[Text passage]:
· · ·

Pacemaker Okayed in Europe Is One-Tenth the Size of Those Used Now
Throughout the history of medicine, many devastating illnesses were first treated with dangerous, sometimes even barbaric, methods that initially seemed almost as bad as the sickness. Over time, those treatments get refined and it becomes hard to believe that people once died of epilepsy, for example, or from what seem now to be minor heart conditions.
Many types of arrythmia, for example, that used to kill patients no longer do. More than 4 million people around the world wear pacemakers. But it’s still a serious matter to have life-saving pacemakers installed and a limitation to live with one.
But in the coming year, it will likely become significantly easier to receive and live with a pacemaker.
Developed by Silicon Valley startup Nanostim, a device about the size of a AAA battery, or one-tenth the size of a conventional pacemaker, was recently approved for use in Europe. It is installed through a catheter in the femoral vein in a minimally invasive procedure. Then, for about 10 years it sits inside the ventricle of the heart and delivers its regulatory electrical pulses wirelessly.
“For the past 40 years the therapeutic promise of leadless [or wireless] pacing has been discussed, but until now, no one has been able to overcome the technical challenges,” Dr. Johannes Sperzel of the Kerckhoff Clinic in Bad Nauheim, Germany, said in a news release.

· · ·

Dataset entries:
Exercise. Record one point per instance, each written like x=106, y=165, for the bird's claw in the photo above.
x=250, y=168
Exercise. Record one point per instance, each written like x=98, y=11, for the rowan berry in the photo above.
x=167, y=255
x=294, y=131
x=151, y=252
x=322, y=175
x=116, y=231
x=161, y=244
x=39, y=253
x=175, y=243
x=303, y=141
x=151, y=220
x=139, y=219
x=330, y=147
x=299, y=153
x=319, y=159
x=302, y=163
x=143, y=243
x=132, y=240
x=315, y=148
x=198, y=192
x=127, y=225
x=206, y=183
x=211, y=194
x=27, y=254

· · ·

[List of tasks]:
#1 In the pacemaker article, reproduce word for word the passage starting at "Pacemaker Okayed in" and ending at "minor heart conditions.".
#2 Using the pacemaker article, decide whether each statement agrees with it, answering yes or no and quoting the deciding words: (a) The small pacemaker has been approved for use in Europe. (b) The small pacemaker is put in place through open-heart surgery. (c) More than 4 million people around the world wear pacemakers.
#3 Write a continuation of the pacemaker article, picking up after its final sentence.

[Answers in order]:
#1
Pacemaker Okayed in Europe Is One-Tenth the Size of Those Used Now
Throughout the history of medicine, many devastating illnesses were first treated with dangerous, sometimes even barbaric, methods that initially seemed almost as bad as the sickness. Over time, those treatments get refined and it becomes hard to believe that people once died of epilepsy, for example, or from what seem now to be minor heart conditions.

#2
(a) Yes: "was recently approved for use in Europe"
(b) No: "It is installed through a catheter in the femoral vein in a minimally invasive procedure."
(c) Yes: "More than 4 million people around the world wear pacemakers."

#3
The first pacemaker was the size of an ice hockey puck and had to be installed in the abdomen. Currently, most are about the size of a watch and are installed in a "surgical pocket" under the skin near the collarbone. The padded wires, or leads, that feed down to the heart to stimulate it cause many patients discomfort.
After the approval came through, Minnesota-based St. Jude Medical acquired Nanostim for $123.5 million. The company, which made the first pacemaker in 1958, had funded Nanostim’s work, and the Nanostim pacemaker uses a St. Jude Medical electrode.
“I definitely think this new pacemaker technology will improve patients’ quality of life. Already they can mobilize very soon after the implant,” said Dr. Reinoud Knops of St. Jude Medical. Infections, the major cause of mortality among patients receiving pacemakers, will also likely decline, Knops said.
The pacemaker is still undergoing clinical trials in the United States.